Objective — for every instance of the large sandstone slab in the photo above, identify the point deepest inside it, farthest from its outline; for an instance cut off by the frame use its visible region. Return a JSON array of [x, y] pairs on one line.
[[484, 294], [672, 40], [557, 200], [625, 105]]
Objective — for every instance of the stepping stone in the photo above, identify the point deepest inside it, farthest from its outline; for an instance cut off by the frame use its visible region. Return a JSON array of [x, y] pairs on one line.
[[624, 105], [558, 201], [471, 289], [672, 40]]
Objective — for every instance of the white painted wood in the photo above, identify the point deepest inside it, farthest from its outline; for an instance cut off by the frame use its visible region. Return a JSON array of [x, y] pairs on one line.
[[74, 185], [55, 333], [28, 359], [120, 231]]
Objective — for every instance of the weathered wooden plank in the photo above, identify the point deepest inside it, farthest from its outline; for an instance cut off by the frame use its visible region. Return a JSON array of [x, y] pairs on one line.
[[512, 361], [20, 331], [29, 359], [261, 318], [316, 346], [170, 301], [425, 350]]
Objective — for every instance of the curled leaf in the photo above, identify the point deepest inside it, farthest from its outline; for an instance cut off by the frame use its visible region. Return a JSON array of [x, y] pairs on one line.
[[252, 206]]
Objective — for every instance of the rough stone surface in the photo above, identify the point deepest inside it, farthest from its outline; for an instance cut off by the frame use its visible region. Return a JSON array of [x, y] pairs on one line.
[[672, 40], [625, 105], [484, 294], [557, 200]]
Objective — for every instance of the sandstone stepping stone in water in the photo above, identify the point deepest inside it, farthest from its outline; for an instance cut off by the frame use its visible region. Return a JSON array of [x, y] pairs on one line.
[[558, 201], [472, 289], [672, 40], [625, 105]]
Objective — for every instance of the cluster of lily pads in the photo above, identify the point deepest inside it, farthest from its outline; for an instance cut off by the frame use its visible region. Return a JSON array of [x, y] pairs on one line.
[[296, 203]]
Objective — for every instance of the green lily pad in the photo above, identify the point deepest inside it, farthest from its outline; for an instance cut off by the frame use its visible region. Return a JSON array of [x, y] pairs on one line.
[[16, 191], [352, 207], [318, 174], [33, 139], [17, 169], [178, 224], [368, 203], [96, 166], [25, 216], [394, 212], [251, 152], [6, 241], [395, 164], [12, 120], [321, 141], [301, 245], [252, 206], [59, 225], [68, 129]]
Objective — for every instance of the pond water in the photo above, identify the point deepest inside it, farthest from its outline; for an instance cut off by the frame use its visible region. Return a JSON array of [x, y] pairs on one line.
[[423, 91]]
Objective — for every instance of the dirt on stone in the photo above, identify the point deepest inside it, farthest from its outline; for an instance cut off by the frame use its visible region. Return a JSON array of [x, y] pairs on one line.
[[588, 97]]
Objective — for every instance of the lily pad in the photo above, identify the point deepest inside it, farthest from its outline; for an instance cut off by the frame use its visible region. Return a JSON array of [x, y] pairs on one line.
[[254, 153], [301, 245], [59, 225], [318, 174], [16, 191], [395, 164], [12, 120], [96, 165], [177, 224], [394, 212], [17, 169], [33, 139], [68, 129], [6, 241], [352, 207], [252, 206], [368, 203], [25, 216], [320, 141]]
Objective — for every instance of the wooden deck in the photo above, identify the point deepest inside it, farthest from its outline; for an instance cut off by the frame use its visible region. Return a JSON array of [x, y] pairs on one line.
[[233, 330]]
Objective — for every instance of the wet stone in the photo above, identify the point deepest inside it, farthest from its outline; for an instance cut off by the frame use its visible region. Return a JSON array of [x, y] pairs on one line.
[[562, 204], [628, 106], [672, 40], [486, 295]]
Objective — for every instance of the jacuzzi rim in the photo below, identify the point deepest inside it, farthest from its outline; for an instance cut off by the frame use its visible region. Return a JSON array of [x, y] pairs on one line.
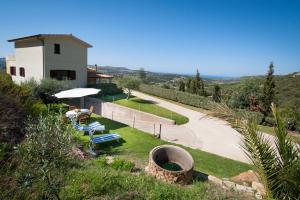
[[172, 146]]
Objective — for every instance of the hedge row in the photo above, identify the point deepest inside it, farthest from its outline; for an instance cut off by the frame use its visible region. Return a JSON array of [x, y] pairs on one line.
[[107, 88], [178, 96]]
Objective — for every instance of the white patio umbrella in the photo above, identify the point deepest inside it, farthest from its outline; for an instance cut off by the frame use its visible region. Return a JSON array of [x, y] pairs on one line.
[[77, 93]]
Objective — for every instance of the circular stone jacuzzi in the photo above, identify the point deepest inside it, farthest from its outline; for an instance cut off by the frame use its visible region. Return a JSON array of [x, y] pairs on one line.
[[171, 163]]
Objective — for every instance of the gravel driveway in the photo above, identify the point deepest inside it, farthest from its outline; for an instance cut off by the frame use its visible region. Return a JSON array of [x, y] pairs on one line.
[[204, 132]]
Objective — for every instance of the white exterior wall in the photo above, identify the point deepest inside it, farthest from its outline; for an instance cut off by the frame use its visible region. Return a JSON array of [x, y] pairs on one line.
[[29, 55], [73, 56]]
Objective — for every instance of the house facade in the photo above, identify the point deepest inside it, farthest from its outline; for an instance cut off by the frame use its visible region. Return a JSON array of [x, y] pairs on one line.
[[57, 56]]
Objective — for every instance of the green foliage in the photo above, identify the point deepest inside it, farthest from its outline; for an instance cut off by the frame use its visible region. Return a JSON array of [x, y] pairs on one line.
[[46, 155], [291, 118], [240, 96], [128, 83], [48, 87], [101, 161], [178, 96], [16, 103], [107, 88], [122, 164], [217, 93], [280, 172], [181, 86], [90, 182], [268, 91]]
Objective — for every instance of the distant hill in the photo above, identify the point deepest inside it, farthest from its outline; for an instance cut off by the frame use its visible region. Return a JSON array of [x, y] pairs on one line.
[[288, 90], [156, 77]]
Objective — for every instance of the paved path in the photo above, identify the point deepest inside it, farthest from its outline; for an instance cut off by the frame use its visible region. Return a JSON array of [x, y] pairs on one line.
[[204, 132]]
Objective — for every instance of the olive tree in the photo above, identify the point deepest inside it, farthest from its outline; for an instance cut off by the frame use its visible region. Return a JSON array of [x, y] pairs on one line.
[[46, 155], [128, 83]]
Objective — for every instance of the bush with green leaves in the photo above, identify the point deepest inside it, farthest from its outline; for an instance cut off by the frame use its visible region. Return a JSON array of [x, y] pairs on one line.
[[278, 165], [291, 118], [46, 155], [16, 103], [241, 96], [129, 83], [104, 183], [121, 164]]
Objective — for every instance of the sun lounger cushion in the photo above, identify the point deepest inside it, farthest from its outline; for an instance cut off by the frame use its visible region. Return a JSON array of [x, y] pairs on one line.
[[96, 126], [105, 138], [78, 127]]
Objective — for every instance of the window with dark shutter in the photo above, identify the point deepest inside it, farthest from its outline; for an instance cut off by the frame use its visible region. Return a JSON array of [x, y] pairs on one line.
[[57, 48], [72, 75], [22, 71], [12, 70], [63, 74]]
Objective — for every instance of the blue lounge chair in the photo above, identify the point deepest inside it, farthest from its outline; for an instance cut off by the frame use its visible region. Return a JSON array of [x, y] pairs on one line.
[[101, 139], [92, 127], [79, 127]]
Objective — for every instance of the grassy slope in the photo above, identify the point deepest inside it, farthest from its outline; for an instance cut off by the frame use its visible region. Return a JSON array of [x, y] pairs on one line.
[[94, 181], [136, 146], [149, 107]]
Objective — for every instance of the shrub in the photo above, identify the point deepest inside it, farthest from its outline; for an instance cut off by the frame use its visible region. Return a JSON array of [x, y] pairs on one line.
[[15, 103], [121, 164], [95, 183], [181, 97], [107, 88], [291, 118], [45, 155], [128, 83]]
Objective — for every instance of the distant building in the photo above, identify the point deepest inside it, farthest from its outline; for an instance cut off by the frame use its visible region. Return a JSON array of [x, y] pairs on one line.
[[96, 78], [57, 56]]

Your goal
Reproduce the entries exactly. Do not carry over any picture.

Your response
Objective — for every instance of the large sandstone slab in the photo above, identify the point deepest inside it, farthest from its outline; for an instance cut off by the frame use its visible region. Return a JSON array of [x, y] pairs on one line.
[[484, 294], [672, 40], [557, 200], [625, 105]]
Objective — for every instance of the stepping stone in the photo above, identify the point deepest inside it, farthest from its outline; for an instance cut off by the frame use its visible region. Return a JSON array of [x, y] pairs on one line.
[[624, 105], [558, 201], [471, 289], [672, 40]]
Objective — for every instance of the white painted wood in the photo above, identify the point deepest inside it, farthest from its outline; for an instance cut off by the frame use its visible region. Return a JSON array of [x, y] pairs on one line.
[[74, 185], [55, 333], [28, 359], [120, 231]]
Objective — for every instance of the weathered wooden plank in the photo above, identify the point deepest inside it, farthest from its outline; for an instance cut off by the frame use its visible region. Return a JSON array of [x, y] pairs on one line.
[[512, 361], [20, 331], [29, 359], [261, 318], [316, 346], [170, 301], [425, 350]]
Objective — for every instance of the curled leaf in the photo above, identify the point deepest inside it, farthest from its outline; for an instance cut off by the frame use its visible region. Return a JSON array of [x, y] pairs on one line.
[[252, 206]]
Objective — for every instance of the rough stone surface in the photo above, identify the point deepest inside it, farthest from its outline; for an instance cut off by the frame use its visible region. Return a JSON array of [x, y] pairs on one line.
[[672, 40], [625, 105], [484, 294], [557, 200]]
Objective — for every instance of the sandstone stepping stone in water in the photo above, identify the point deepest inside it, farthest from its outline; for an instance cut off by the frame use its visible region. Return a JSON array of [x, y] pairs on one line.
[[558, 201], [472, 289], [672, 40], [625, 105]]
Objective — for every instance of the cluster of lily pads in the photo above, identify the point deepest inside it, farthest from its outline; for an instance cut off by the frame use its visible region. Return a JSON array of [x, y] pairs on one line.
[[296, 203]]
Objective — for every instance of the green lily pad in the photo above, identify the point deepest inside it, farthest from its outline; for an instance cut off by the frame use its visible region. Return a JSON array of [x, y] pairs on one line.
[[16, 191], [352, 207], [318, 174], [33, 139], [17, 169], [178, 224], [368, 203], [96, 166], [25, 216], [394, 212], [251, 152], [6, 241], [395, 164], [12, 120], [321, 141], [301, 245], [252, 206], [59, 225], [68, 129]]
Objective — for every instance of the pond water in the photo above, identify the point deepest inside it, farthest from its outline; for an instance cut off by the frame use its visible region. Return a JSON array of [x, y] pairs on one line.
[[423, 91]]
Objective — for every instance of the dirt on stone in the photo above, identify the point deepest inside it, farthest from its outline; for an instance cut off by the frame use its visible region. Return a JSON array of [x, y] pairs on one line.
[[588, 97]]
Objective — for every instance of the lily pad in the photo above, identify the point deepest inside it, farthest from its outline; for an instance cut off by the frame use its visible region. Return a JSON array of [x, y] pairs on one line.
[[254, 153], [301, 245], [59, 225], [318, 174], [16, 191], [395, 164], [12, 120], [96, 165], [177, 224], [394, 212], [17, 169], [33, 139], [68, 129], [6, 241], [352, 207], [252, 206], [368, 203], [25, 216], [320, 141]]
Objective — for every instance of the wooden deck in the photo above, identify the point deepest inside it, farthest from its outline; for an instance cut off by the frame use its visible region. Return a JSON array of [x, y] pairs on one line.
[[233, 330]]
Objective — for every instance of the wet stone in the photo above, identify the point deepest inside it, farthest from its outline; for an instance cut off by the frame use its visible region. Return a JSON array of [x, y] pairs on one line.
[[562, 204], [628, 106], [672, 40], [486, 295]]
Objective — for every instance of the jacuzzi rim in the photo below, identify the point deepest inside it, farthest from its outline; for an instance cut off by the frame use its visible region. Return a JSON array of [x, y] pairs on one line.
[[172, 146]]
Objective — for every instance of the hedge row in the photo above, identify the point deepest inside it, farthest from its outline; for an instance cut off by the frame use its visible region. Return a JSON array of [x, y] pairs on one line.
[[107, 88], [178, 96]]
Objective — for every instance of the white patio umbrella in the photo above, identify the point deepest inside it, farthest from its outline; for an instance cut off by the frame use its visible region. Return a JSON array of [x, y] pairs on one line.
[[77, 93]]
Objective — for every instance of the circular stone jacuzzi in the photo above, identify the point deepest inside it, farthest from its outline; for an instance cut off by the frame use its visible region. Return a JSON array of [x, y] pairs on one line.
[[171, 163]]
Objective — for every instance of the gravel driveway in the photo above, identify the point deepest inside it, farthest from its outline; for an instance cut off by the frame use its visible region. Return a JSON array of [x, y] pairs on one line.
[[204, 132]]
Objective — for every instance of the white exterior wall in the photo above, identify the point deepest inside it, farthest from its outline; for an instance cut off by the frame use its visible region. Return a JSON array of [x, y] pairs on one line.
[[29, 55], [73, 56]]
Objective — for every instance of the house facade in the photo above, identify the point deepest inside it, farthest from its outline; for an instance cut off by the frame use its visible region. Return a JSON array of [x, y] pairs on one line.
[[57, 56]]
Objective — for every instance of the green foliage in the photo above, identify the point deepest inside it, farthest from its outline; for an instance cut off by the frame use its visible region. Return a JSON array of [x, y] pairs on one line.
[[46, 155], [291, 118], [240, 96], [128, 83], [48, 87], [101, 161], [178, 96], [16, 103], [107, 88], [122, 164], [217, 93], [280, 172], [181, 86], [90, 182], [268, 91]]
Objective — for every instance of the distant hill in the photo above, identify the point deepest inside it, farthest from its outline; for an instance cut off by the frame use its visible region. Return a JSON array of [x, y] pairs on one line.
[[288, 90], [156, 77]]
Objective — for every instance of the paved path in the photo above, identify the point deepest inside it, farthest from its outline; for an instance cut off by the frame use its visible region. Return a JSON array of [x, y] pairs on one line.
[[204, 132]]
Objective — for every instance of the olive tree in the photo above, identify the point deepest inside it, farthest from its outline; for an instance cut off by the frame use its visible region. Return a JSON array of [x, y] pairs on one line.
[[46, 155], [128, 83]]
Objective — for every instance of the bush with green leaves in the photo above, identify the point deepest inside it, farthest from its outline; for an instance cut off by the frame use its visible region. Return a JSON array of [x, y] pairs on one line.
[[278, 165], [291, 118], [46, 155], [16, 103], [241, 96], [129, 83], [104, 183], [121, 164]]
Objective — for every instance of the sun lounger cushion in the photo above, identify the point deepest inside it, farthest from its outline; for an instance cut off by the frame use its visible region. Return a JSON array of [x, y] pairs on one line.
[[96, 126], [105, 138], [78, 127]]
Objective — for every instance of the window with dark shutter in the photo above, identify the point deepest inside it, farthest from its outline; for an instance cut off by the frame use its visible region. Return a JSON array of [x, y] pairs on one line.
[[57, 48], [72, 75], [22, 71], [12, 70], [63, 74]]
Objective — for every instance of the blue lounge chair in the photo above, identify the point deepest inside it, farthest from its outline; for an instance cut off by the frame use its visible region. Return a JSON array of [x, y] pairs on one line.
[[101, 139], [92, 127], [79, 127]]
Objective — for every instance of the grassy slope in the photo above, identify the point deepest inside it, farthest from its outline; for an instance cut off by the frame use its visible region. Return a JSON array of [x, y] pairs on one line.
[[94, 181], [136, 146], [149, 107]]
Objective — for every instance of the shrub in the photo above, identify the point deepest inside it, farthest from its outline; for an instance cut off by the frame use its visible region. Return a JSON array of [x, y] pairs on one line.
[[15, 103], [121, 164], [95, 183], [181, 97], [107, 88], [291, 118], [45, 155], [128, 83]]
Objective — for every instance of the distant building in the photo above, identify the point deepest inside it, farthest from its outline; for an instance cut off by the frame use its visible region. Return a JSON array of [x, y] pairs on one line.
[[96, 78], [57, 56]]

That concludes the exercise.